**SOURCE DOCUMENT**
In this demonstration, we propose and demonstrate an adaptive long-reach passive optical network (LR-PON) using four-band orthogonal frequency division multiplexed (OFDM) channels. The downstream traffic rates from 6.25 to 40 Gb/s (using fixed quadrature amplitude modulation (QAM) level in the four OFDM bands) and from 9.37 to 40.3 Gb/s (using variable QAM levels in the four OFDM bands) can be achieved adaptively in the optical network units (ONUs) depending on different fiber transmission lengths from 0 to 100 km. For the upstream transmission, a 10 Gb/s 16-QAM OFDM signal with pre-emphasis is experimentally performed by using a 2.5 GHz directly modulated laser (DML). Based on the simulation and experimental results, the proposed adaptive four-band OFDM system could be a promising candidate for the future LR-PON.
©2011 Optical Society of America
Due to the increase in popularity of broadband multi-services, such as the data, voice, IPTV, CATV, HD-TV, and 3D-TV etc., the passive optical network (PON) would be the promising solution for next generation broadband system [1–3]. It is believed that the data rates of 10 Gb/s or even up to 40 Gb/s are required in the future . However, because of the fiber chromatic dispersion, the 40 Gb/s data signal can only be transmitted in a few km of fiber using on-off keying (OOK) or differential phase shift keying (DPSK) modulations . And it cannot support the current standard-reach (SR) PON of 20 km fiber transmission. Using dispersion compensation could increase the network complexity and cost. It is also difficult to fully dispersion compensate the PON due to the different fiber lengths between the central office (CO) and optical network units (ONUs). Thus, there is a great challenge to upgrade the present 2.5 or 10 Gb/s/wavelength PON to 40 Gb/s/wavelength .

**PARTS OF THE EXERCISE**
1/ For each statement, answer yes or no on whether it agrees with the passage on the adaptive long-reach PON, and quote the words of the passage that decide it: (a) the upstream signal is produced with a 2.5 GHz directly modulated laser; (b) with OOK or DPSK modulation, a 40 Gb/s signal can travel tens of kilometers of fiber; (c) dispersion compensation is said to lower network cost.
2/ Copy, word for word, the part of the passage on the adaptive long-reach PON that opens with the words containing "In this demonstration, we" and closes with "the future LR-PON.".
The entries that come next are separate material and unrelated to the passage on the adaptive long-reach PON.

**DATASET EXCERPTS**
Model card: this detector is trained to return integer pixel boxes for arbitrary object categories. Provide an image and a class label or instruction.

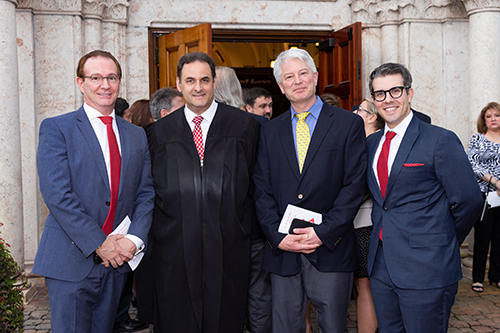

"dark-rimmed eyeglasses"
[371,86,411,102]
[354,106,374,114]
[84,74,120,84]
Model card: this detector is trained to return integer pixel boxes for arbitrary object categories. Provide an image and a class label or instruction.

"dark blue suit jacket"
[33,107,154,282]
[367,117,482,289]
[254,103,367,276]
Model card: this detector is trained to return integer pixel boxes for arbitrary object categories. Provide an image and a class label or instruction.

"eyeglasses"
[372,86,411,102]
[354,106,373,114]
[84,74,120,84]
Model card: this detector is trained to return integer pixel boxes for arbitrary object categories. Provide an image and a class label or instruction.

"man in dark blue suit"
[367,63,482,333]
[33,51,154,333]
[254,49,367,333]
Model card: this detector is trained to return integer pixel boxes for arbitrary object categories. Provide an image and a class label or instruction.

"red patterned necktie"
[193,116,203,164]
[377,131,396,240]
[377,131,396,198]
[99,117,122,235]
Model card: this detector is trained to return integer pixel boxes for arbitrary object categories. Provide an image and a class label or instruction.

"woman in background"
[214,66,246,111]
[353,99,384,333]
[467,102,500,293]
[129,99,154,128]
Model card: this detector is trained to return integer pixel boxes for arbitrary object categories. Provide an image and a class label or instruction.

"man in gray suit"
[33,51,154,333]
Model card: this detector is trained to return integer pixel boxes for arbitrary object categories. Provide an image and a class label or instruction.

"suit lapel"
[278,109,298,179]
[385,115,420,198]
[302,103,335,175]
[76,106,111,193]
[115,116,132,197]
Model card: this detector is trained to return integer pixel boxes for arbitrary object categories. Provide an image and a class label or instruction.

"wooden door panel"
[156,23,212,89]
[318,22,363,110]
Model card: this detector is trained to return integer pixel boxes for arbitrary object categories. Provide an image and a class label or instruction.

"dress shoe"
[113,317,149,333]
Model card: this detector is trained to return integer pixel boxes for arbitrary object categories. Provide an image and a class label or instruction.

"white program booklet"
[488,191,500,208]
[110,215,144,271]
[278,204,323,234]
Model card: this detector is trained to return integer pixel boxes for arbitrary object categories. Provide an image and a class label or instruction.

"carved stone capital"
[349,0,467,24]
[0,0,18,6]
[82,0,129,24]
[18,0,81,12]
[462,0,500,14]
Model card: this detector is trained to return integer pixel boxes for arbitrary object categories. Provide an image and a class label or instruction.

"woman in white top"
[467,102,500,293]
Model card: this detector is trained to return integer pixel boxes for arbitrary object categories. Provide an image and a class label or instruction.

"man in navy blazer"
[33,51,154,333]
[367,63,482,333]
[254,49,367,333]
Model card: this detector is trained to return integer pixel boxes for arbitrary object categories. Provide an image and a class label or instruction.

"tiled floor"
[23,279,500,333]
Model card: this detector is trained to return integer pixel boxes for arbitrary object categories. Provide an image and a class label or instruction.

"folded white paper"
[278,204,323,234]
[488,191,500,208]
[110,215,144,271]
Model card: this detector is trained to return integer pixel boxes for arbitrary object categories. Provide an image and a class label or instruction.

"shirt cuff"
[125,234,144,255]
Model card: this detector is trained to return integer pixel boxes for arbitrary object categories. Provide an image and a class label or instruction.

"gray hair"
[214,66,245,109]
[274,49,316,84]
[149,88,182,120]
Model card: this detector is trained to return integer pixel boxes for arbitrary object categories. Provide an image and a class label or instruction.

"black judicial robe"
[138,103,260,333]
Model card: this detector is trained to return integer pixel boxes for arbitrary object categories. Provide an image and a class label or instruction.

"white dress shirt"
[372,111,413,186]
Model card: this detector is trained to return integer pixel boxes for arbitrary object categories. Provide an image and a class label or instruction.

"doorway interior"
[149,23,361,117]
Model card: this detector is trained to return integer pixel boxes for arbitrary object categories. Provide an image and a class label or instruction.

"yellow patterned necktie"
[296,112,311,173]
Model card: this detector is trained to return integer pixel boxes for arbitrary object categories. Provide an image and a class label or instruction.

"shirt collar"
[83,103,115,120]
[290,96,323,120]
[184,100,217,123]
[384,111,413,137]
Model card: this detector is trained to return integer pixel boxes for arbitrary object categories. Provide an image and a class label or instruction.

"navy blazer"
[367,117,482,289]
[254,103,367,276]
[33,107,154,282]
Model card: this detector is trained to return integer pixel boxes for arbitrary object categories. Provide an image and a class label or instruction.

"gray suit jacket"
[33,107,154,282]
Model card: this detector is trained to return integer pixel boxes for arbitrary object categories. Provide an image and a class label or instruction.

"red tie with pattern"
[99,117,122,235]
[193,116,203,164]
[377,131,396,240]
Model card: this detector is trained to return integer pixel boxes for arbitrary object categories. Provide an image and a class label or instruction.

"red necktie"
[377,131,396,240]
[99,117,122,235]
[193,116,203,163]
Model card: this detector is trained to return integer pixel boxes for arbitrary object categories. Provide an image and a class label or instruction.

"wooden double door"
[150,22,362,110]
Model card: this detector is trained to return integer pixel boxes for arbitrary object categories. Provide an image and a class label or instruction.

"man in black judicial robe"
---
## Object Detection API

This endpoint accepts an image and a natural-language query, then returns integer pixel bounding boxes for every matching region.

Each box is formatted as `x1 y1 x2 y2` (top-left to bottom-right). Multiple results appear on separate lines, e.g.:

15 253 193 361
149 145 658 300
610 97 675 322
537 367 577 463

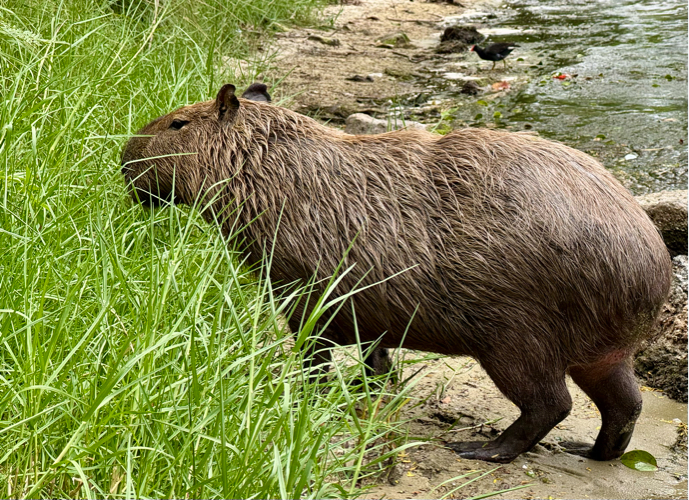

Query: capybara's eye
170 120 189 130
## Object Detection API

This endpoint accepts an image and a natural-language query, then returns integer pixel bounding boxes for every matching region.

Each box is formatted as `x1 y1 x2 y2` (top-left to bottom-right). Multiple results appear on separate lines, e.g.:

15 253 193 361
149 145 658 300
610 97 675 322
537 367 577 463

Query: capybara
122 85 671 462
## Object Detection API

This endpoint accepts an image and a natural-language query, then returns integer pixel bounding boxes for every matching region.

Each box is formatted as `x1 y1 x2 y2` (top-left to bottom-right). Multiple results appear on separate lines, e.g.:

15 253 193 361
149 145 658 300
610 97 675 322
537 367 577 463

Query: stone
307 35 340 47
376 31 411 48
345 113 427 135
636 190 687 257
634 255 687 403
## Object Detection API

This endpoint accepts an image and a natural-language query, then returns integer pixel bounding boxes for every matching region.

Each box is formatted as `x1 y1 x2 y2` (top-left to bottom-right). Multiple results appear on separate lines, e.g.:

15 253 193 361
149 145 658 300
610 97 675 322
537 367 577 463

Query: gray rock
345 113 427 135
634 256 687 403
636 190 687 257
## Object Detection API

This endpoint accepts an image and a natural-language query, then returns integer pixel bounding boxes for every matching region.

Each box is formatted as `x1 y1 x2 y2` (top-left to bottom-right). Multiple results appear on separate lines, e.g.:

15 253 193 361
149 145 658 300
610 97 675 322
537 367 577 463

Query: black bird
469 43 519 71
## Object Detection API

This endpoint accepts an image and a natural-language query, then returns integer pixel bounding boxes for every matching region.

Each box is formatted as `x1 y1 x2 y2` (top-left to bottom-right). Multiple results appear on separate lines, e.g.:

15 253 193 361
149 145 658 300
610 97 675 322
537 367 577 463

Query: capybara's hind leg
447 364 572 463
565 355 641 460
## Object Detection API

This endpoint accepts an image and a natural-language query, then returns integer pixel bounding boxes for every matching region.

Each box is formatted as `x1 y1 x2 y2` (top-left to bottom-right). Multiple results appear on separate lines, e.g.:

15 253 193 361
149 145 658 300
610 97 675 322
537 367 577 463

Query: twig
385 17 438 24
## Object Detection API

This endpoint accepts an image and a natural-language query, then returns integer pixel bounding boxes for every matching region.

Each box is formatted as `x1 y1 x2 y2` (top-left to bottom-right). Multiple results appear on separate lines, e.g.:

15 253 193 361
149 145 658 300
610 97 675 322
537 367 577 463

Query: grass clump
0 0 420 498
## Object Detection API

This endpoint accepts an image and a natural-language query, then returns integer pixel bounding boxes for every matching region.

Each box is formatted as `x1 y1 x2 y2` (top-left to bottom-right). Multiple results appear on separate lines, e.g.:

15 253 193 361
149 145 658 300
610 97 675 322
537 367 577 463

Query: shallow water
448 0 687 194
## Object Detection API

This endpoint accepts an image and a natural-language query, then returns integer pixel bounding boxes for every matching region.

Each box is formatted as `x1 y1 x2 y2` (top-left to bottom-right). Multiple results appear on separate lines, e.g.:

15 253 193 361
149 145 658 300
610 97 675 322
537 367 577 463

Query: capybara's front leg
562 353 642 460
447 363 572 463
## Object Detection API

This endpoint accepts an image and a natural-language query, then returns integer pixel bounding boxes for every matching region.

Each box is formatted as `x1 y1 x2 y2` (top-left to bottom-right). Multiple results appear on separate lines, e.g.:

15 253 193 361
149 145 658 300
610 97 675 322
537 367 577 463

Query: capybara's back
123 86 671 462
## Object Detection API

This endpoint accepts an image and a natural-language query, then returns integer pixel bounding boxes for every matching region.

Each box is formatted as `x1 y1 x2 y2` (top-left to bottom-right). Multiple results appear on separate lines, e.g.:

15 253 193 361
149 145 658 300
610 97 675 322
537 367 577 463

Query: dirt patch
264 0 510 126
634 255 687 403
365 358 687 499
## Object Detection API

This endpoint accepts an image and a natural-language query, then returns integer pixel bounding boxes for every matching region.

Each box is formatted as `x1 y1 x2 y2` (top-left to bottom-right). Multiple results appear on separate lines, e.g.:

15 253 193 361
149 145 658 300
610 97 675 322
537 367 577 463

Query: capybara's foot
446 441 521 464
* * *
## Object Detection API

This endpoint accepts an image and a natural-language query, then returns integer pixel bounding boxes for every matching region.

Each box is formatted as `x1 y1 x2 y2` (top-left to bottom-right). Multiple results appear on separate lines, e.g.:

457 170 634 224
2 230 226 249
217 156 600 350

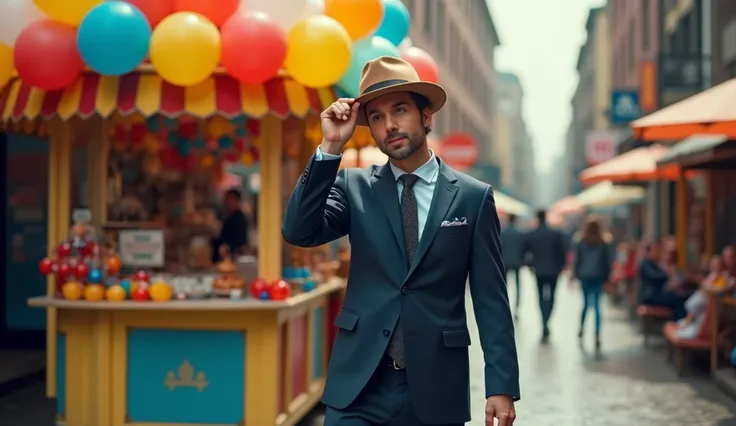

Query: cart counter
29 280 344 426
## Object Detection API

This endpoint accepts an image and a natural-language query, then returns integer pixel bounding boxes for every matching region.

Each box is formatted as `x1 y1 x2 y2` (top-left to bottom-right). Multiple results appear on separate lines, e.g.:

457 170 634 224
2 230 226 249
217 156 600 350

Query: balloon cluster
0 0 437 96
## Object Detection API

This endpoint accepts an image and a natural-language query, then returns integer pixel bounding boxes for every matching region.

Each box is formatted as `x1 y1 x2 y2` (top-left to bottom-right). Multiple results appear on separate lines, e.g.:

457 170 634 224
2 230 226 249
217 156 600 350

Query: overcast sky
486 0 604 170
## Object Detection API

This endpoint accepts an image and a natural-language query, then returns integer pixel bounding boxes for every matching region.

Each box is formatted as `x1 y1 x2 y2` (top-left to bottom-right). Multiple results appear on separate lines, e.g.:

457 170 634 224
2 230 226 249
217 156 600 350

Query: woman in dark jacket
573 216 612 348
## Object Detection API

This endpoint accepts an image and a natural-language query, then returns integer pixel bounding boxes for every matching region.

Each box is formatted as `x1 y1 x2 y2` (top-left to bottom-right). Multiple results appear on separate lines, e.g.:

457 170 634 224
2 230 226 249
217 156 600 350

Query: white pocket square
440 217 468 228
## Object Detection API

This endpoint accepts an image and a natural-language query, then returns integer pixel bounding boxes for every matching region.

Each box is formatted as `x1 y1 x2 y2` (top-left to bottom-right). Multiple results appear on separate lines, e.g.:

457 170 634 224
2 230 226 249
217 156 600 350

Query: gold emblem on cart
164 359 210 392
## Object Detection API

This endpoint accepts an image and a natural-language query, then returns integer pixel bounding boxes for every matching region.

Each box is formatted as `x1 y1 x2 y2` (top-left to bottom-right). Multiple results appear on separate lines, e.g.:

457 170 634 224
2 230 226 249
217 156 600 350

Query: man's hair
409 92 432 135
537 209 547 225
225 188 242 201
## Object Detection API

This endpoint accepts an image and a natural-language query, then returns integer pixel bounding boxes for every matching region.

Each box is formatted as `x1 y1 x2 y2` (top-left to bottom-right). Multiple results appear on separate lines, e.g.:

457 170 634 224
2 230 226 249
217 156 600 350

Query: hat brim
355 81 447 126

**RESPONSES BY TASK**
1/
(a) Yes: "a 10 Gb/s 16-QAM OFDM signal with pre-emphasis is experimentally performed by using a 2.5 GHz directly modulated laser (DML)"
(b) No: "the 40 Gb/s data signal can only be transmitted in a few km of fiber using on-off keying (OOK) or differential phase shift keying (DPSK) modulations"
(c) No: "Using dispersion compensation could increase the network complexity and cost."

2/
In this demonstration, we propose and demonstrate an adaptive long-reach passive optical network (LR-PON) using four-band orthogonal frequency division multiplexed (OFDM) channels. The downstream traffic rates from 6.25 to 40 Gb/s (using fixed quadrature amplitude modulation (QAM) level in the four OFDM bands) and from 9.37 to 40.3 Gb/s (using variable QAM levels in the four OFDM bands) can be achieved adaptively in the optical network units (ONUs) depending on different fiber transmission lengths from 0 to 100 km. For the upstream transmission, a 10 Gb/s 16-QAM OFDM signal with pre-emphasis is experimentally performed by using a 2.5 GHz directly modulated laser (DML). Based on the simulation and experimental results, the proposed adaptive four-band OFDM system could be a promising candidate for the future LR-PON.